## PROVIDED TEXT

►

Anne Ridler
Anne Barbara Bradby, writer and poet: born Rugby, Warwickshire 30 July 1912; FRSL 1998; OBE 2001; married 1938 Vivian Ridler (two sons, two daughters); died Oxford 15 October 2001.
Anne Barbara Bradby, writer and poet: born Rugby, Warwickshire 30 July 1912; FRSL 1998; OBE 2001; married 1938 Vivian Ridler (two sons, two daughters); died Oxford 15 October 2001.
Anne Ridler was 89 when she died, and she leaves a remarkable literary legacy, from her first book, Poems (1939), to her verse translation of The Magic Flute (1996). Her Collected Poems was published in 1994, with a new edition in 1997. She is one of only two 20th-century women poets represented in Helen Gardner's 1972 Oxford Book of English Verse, and one of only eight in Christopher Ricks's new 1999 selection. In 1998 she won the Cholmondeley Prize for Poetry, administered by the Society of Authors, and in the Queen's Birthday Honours this year she was appointed OBE, for services to literature.
Besides her volumes of poetry she has a mass of other publications to her name. Dramatist, translator, editor and literary critic her writings are characterised by an elegance of style and searching honesty.
Anne Ridler was a poet, and more than a poet. I last saw her about a year ago, cycling down the Iffley Road in Oxford, in atrocious weather and battling against a head wind. It seemed she thought advancing years no reason for her not getting about the city in the proper manner. "She's indomitable," I thought; and that word describes much about her character. Life does involve a lot of battling. She bore no grudge that that should be so. Battling against the elements is part of what we have to do. She loved writing about the sea
. . . still the unseen monstrous waters pour
In centuries against the crumbling shore.
And she must have had to battle to make space to fulfil her vocation as a poet and a writer. She didn't take herself seriously. But she took her poetic mission seriously; time had to be carved out for that. Miraculously she always seemed to have time for others, not least to encourage the writing of younger poets. Yet one knew she knew all time is precious.

◄

## INFORMATION PROVIDED
►

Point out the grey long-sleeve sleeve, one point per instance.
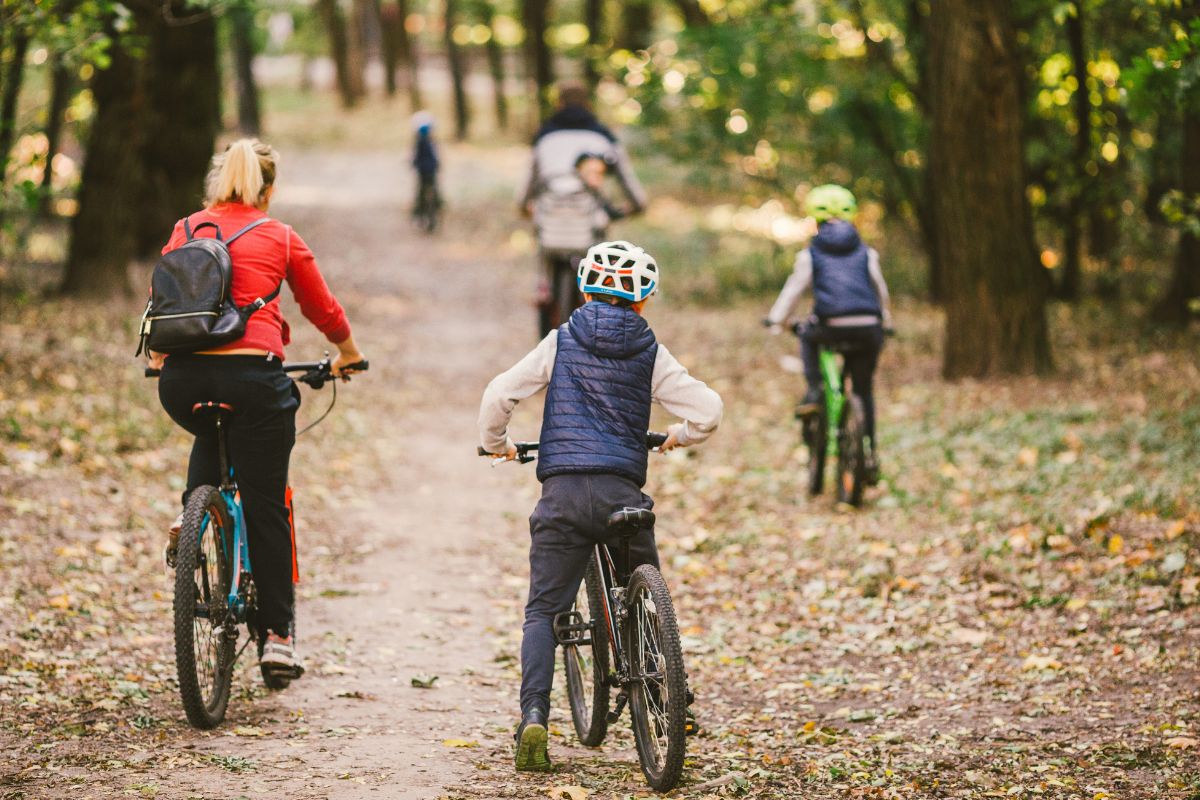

◄

## TASKS FOR THIS EXERCISE
**a.** According to the Anne Ridler obituary, what prize did she win in 1998?
**b.** Return the portion of the Anne Ridler obituary between "Besides her volumes" and "the crumbling shore.", inclusive.
**c.** Resume the Anne Ridler obituary from its last sentence.
The material has nothing to do with the Anne Ridler obituary.

## EXPECTED OUTPUTS
**a.** She won the Cholmondeley Prize for Poetry.

**b.**
Besides her volumes of poetry she has a mass of other publications to her name. Dramatist, translator, editor and literary critic her writings are characterised by an elegance of style and searching honesty.
Anne Ridler was a poet, and more than a poet. I last saw her about a year ago, cycling down the Iffley Road in Oxford, in atrocious weather and battling against a head wind. It seemed she thought advancing years no reason for her not getting about the city in the proper manner. "She's indomitable," I thought; and that word describes much about her character. Life does involve a lot of battling. She bore no grudge that that should be so. Battling against the elements is part of what we have to do. She loved writing about the sea
. . . still the unseen monstrous waters pour
In centuries against the crumbling shore.

**c.**
She was born in 1912, and educated at Downe House, Newbury (of which she later wrote an affectionate history, Olive Willis and Downe House, 1967), but her early years and education were frequently interrupted by illness. To compensate, she told Fiona Maddocks, interviewing her for The Independent in 1992 when she was 80, she read books adventures by Sir Walter Scott and James Fenimore Cooper.
I wrote plenty of poetry at the time, but nothing I was remotely proud of, I didn't write anything I could call a proper poem until well into my twenties.
The adventure stories stood her in good stead some 50 years on when she found herself seated at dinner next to Archbishop Michael Ramsey, not always an easy conversationalist. I asked her how she had got on. "Fine," she said. "We talked mostly about Walter Scott."
After spending six months in Florence and Rome, she took a diploma in journalism (her ignorance of Latin as the result of missing so much schooling disqualified her for a conventional degree) at King's College London:
Actually, it was a way of studying English literature without the Anglo-Saxon and so on needed for a degree. It had almost nothing to do with journalism. We did have a few lectures from a man who had once been a sub-editor on The Times, but we regarded him as a joke.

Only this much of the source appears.